Görevler ::
[1] Şirk konulu metne göre aşağıdaki ifadeler doğru mu? Her biri için evet ya da hayır deyip metindeki belirleyici sözleri aynen alıntılar mısın?
(a) "Tevhid" kelimesi Türkçede "birlemek" anlamına gelir.
(b) Şirk kavramının muhatapları putlarla sınırlıdır.
(c) Alıntılanan ayet Zümer Suresi'nin 3. ayetidir.
[2] Şirk konulu metnin "Şirk İlleti" sözleriyle başlayıp "yaklaştıracağını iddia etmektir." sözleriyle biten kısmını hiçbir değişiklik yapmadan yeniden yazar mısın?

Verilen Metin ::
————————

Şirk İlleti

Kur`an, getirdiği dininin en temel direği olan ve Türkçe`de “birlemek” anlamına gelen “tevhid”in karşılığı olarak “şirk”i göstermektedir. Şirk, Allah`a ortak koşmak, Allah`tan beri dostlar edinmek, yedek ilahlar icad etmek ve bazı kimselerin ya da nesnelerin kendisini Allah`a yaklaştıracağını iddia etmektir.


Kur`an`da bahsi geçen şirk kavramının muhataplarını putlarla sınırlayamayız. Günümüzde; yedek ilah ilan edilen, bizi takvaya ve imana yaklaştıracağı iddia edilen yaratıklar, Allah`ın kullarının ta kendileridir. Bu insanlar, güya, bizi karanlıktan kurtaracak, Allah`a daha iyi kulluk etmemizde bize yardımcı olacak ve cennete gitmemize vesile olacaklardır.

Zümer Suresi`nin 3. ayeti, şirk illetini ve şirk koşanların ileri sürdükleri bahaneleri dile getirmektedir:

“Dikkat et, hâlis din yalniz Allah`ındır. O`nu birakip kendilerine bir takim dostlar edinenler: Onlara, bizi sadece Allah`a yaklastirsinlar diye kulluk ediyoruz, derler. Dogrusu Allah, ayriliğa düştükleri şeylerde aralarında hüküm verecektir. Şüphesiz Allah, yalancı ve inkârcı kimseyi doğru yola iletmez. ”

————————

Kayıt Listesi ::

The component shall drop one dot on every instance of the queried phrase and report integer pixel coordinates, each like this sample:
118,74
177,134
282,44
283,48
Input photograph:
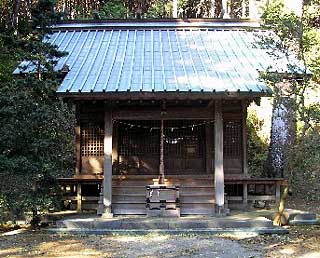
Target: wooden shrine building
162,100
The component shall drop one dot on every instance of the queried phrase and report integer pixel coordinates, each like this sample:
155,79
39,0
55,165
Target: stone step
159,223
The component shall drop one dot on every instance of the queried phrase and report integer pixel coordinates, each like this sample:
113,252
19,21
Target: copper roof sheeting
150,59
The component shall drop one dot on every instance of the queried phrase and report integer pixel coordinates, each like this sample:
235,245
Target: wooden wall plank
77,140
107,166
218,156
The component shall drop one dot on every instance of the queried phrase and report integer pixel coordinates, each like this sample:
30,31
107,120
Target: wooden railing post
218,158
79,198
107,166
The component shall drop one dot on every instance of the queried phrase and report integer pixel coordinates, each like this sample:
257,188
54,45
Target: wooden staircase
196,194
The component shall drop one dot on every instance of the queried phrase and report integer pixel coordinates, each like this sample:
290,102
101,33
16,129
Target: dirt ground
302,242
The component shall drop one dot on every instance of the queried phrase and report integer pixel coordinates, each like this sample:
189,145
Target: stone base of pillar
222,210
100,209
107,214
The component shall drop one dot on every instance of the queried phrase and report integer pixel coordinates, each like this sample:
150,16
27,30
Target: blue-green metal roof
161,58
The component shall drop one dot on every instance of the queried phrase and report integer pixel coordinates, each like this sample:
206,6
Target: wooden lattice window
138,138
232,138
184,138
92,135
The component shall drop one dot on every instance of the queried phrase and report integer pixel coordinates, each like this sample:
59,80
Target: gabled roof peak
157,24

————————

Görev Görev Çözümler ::
[1]
(a) Evet: «“birlemek” anlamına gelen “tevhid”»
(b) Hayır: «Kur`an`da bahsi geçen şirk kavramının muhataplarını putlarla sınırlayamayız.»
(c) Evet: «Zümer Suresi`nin 3. ayeti»

[2]
Şirk İlleti

Kur`an, getirdiği dininin en temel direği olan ve Türkçe`de “birlemek” anlamına gelen “tevhid”in karşılığı olarak “şirk”i göstermektedir. Şirk, Allah`a ortak koşmak, Allah`tan beri dostlar edinmek, yedek ilahlar icad etmek ve bazı kimselerin ya da nesnelerin kendisini Allah`a yaklaştıracağını iddia etmektir.